Render the material below as a two-column CSV with the columns text and answer. Each row holds one text and its answer, each in a single quoted field with line breaks replaced by spaces. Begin at the line that has "Report the position of each instance of the player's", continue to the end of the material, and include both ends.

══ Data for this exercise ══

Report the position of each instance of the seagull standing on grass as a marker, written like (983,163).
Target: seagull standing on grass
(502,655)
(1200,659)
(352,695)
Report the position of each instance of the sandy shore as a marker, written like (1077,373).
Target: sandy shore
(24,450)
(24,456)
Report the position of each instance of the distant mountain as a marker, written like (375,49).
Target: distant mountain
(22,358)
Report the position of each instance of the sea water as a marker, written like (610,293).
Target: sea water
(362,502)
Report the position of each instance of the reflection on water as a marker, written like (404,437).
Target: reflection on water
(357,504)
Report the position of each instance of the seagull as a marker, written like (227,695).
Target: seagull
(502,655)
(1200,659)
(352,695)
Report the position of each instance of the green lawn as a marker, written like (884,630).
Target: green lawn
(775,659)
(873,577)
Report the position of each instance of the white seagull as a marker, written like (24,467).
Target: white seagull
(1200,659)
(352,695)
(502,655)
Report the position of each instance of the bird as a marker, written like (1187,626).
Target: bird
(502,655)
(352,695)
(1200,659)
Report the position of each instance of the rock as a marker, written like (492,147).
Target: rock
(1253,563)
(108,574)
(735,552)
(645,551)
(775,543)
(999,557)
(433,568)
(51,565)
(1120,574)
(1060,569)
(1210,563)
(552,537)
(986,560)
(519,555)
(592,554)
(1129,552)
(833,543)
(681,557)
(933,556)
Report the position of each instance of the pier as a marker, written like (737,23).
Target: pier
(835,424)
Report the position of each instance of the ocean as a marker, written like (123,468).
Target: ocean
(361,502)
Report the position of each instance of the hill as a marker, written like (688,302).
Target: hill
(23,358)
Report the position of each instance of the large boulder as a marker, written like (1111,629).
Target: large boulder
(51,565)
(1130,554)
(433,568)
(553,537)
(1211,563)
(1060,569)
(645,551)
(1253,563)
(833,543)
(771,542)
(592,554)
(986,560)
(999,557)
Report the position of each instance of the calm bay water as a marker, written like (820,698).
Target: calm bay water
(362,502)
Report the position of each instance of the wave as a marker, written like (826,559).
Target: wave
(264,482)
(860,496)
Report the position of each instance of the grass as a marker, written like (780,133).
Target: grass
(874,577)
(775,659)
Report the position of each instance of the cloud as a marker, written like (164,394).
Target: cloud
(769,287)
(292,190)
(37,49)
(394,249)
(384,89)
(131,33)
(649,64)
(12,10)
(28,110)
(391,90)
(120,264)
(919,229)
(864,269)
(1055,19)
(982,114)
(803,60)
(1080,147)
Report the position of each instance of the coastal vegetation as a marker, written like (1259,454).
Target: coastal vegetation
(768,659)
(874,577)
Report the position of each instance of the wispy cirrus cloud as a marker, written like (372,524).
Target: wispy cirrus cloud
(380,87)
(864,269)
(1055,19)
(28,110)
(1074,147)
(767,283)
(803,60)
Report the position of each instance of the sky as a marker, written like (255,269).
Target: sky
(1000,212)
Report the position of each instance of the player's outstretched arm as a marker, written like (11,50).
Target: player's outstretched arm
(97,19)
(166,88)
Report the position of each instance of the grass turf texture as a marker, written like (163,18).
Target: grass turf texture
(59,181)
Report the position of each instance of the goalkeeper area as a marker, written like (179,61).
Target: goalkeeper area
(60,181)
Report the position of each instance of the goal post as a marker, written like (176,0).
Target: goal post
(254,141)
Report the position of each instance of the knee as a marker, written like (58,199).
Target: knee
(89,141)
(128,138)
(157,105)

═══

Task response:
text,answer
"Report the position of each instance of the player's outstretched arm as a marker, written like (11,50). Target: player's outstretched arm","(97,19) (166,88)"
"Report the position of each instance of the grass turf texture as a marker, written like (163,18). Target: grass turf texture","(59,181)"
"Report the position of each instance of the goalkeeper area as a marker, written like (179,61). Target: goalkeeper area","(60,181)"
"Report the position of each instance of the goal post as a marker, written like (176,0). Target: goal post","(254,141)"
"Report the position of each instance of the knee as a marker, written like (58,199). Target: knee","(89,141) (128,138) (157,105)"